**What this task involves**:
Output every line below exactly.

**Excerpted data**:
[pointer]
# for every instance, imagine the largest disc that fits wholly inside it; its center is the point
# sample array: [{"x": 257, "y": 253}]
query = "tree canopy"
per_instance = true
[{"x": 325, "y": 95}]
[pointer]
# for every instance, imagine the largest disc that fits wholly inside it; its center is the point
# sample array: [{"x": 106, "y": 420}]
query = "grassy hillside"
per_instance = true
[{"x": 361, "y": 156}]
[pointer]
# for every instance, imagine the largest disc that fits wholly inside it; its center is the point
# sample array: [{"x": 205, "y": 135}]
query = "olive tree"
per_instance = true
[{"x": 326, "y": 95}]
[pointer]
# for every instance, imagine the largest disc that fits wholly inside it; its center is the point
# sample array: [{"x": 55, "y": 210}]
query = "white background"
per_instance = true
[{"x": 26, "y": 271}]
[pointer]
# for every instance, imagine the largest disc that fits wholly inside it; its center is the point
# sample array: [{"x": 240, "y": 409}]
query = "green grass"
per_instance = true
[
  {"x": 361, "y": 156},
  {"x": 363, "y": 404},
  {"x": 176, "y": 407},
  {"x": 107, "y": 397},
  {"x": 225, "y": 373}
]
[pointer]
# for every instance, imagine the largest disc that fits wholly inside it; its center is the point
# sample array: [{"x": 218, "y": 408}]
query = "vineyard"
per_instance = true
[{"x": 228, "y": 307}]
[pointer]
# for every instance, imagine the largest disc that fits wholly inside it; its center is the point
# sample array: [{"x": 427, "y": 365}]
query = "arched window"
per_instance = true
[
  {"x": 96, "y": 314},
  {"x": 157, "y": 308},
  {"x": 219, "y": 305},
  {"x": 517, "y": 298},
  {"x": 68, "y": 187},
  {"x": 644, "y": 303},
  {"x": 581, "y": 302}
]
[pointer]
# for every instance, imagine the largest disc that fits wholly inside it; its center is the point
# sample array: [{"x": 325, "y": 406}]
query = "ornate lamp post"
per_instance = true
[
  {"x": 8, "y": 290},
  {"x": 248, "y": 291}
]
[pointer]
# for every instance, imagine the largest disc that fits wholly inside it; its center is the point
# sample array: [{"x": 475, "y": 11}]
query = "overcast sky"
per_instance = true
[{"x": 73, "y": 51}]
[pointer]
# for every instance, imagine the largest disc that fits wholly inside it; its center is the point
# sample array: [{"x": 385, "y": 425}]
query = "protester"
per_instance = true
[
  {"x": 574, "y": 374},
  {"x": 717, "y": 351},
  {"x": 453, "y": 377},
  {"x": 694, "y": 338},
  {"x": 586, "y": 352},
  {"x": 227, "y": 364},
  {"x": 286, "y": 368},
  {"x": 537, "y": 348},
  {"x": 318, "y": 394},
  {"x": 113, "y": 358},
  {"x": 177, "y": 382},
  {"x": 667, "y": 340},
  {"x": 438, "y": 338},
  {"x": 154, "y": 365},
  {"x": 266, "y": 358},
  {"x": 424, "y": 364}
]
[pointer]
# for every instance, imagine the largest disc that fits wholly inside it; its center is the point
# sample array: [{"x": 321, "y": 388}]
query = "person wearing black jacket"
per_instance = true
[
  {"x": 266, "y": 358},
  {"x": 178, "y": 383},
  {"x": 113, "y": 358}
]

**Finished task**:
[pointer]
# for every instance, imagine the largest disc that fits wholly inside it; its center is the point
# sample array: [{"x": 257, "y": 253}]
query = "tree canopy"
per_instance = true
[{"x": 325, "y": 95}]
[pointer]
# for every instance, imagine the largest disc that fits wholly inside it; its center is the point
# sample array: [{"x": 106, "y": 420}]
query = "grassy hillside"
per_instance = true
[{"x": 361, "y": 156}]
[pointer]
# for every instance, imagine the largest disc that fits wholly inside it; its center is the point
# sample array: [{"x": 205, "y": 135}]
query = "olive tree"
per_instance = true
[{"x": 326, "y": 95}]
[pointer]
# for every instance, imagine the largest disc that fits wholly inside it; its center is the point
# sample array: [{"x": 55, "y": 210}]
query = "white background"
per_instance = true
[{"x": 26, "y": 271}]
[pointer]
# for every instance, imagine the largest disc that fits wholly inside it; its center is the point
# sample array: [{"x": 240, "y": 409}]
query = "green grass"
per_instance = true
[
  {"x": 361, "y": 156},
  {"x": 363, "y": 404},
  {"x": 176, "y": 407},
  {"x": 107, "y": 397},
  {"x": 225, "y": 373}
]
[pointer]
# for every instance, imagine the largest disc that fits wholly inside it; its center is the point
# sample array: [{"x": 218, "y": 408}]
query = "vineyard"
per_instance = true
[{"x": 228, "y": 307}]
[pointer]
# for every instance, imagine the largest disc that fits wholly inside it; its center is the point
# sample array: [{"x": 427, "y": 365}]
query = "arched window"
per_instance = true
[
  {"x": 96, "y": 314},
  {"x": 157, "y": 308},
  {"x": 219, "y": 305},
  {"x": 517, "y": 298},
  {"x": 68, "y": 187},
  {"x": 644, "y": 303},
  {"x": 581, "y": 302}
]
[pointer]
# for every instance, imagine the largest disc that fits wholly inside it; its center is the point
# sample array: [{"x": 325, "y": 406}]
query = "ornate lamp post"
per_instance = true
[
  {"x": 8, "y": 290},
  {"x": 248, "y": 291}
]
[pointer]
# for every instance, imagine the largest disc that fits wholly inside it; its center is the point
# sample array: [{"x": 475, "y": 11}]
query = "overcast sky"
per_instance = true
[{"x": 73, "y": 51}]
[pointer]
# for every instance, imagine the largest disc that fits wholly inside it; its center is the point
# sample array: [{"x": 385, "y": 425}]
query = "protester"
per_instance = true
[
  {"x": 574, "y": 374},
  {"x": 717, "y": 351},
  {"x": 453, "y": 377},
  {"x": 694, "y": 338},
  {"x": 586, "y": 352},
  {"x": 227, "y": 364},
  {"x": 286, "y": 368},
  {"x": 537, "y": 348},
  {"x": 318, "y": 394},
  {"x": 113, "y": 358},
  {"x": 177, "y": 382},
  {"x": 667, "y": 340},
  {"x": 438, "y": 338},
  {"x": 154, "y": 365},
  {"x": 266, "y": 358},
  {"x": 424, "y": 364}
]
[pointer]
# for every instance, imagine the largest disc that fits wholly inside it; its center is the point
# sample array: [{"x": 321, "y": 388}]
query = "person wearing black jacket"
per_instance = true
[
  {"x": 266, "y": 358},
  {"x": 178, "y": 383},
  {"x": 113, "y": 358}
]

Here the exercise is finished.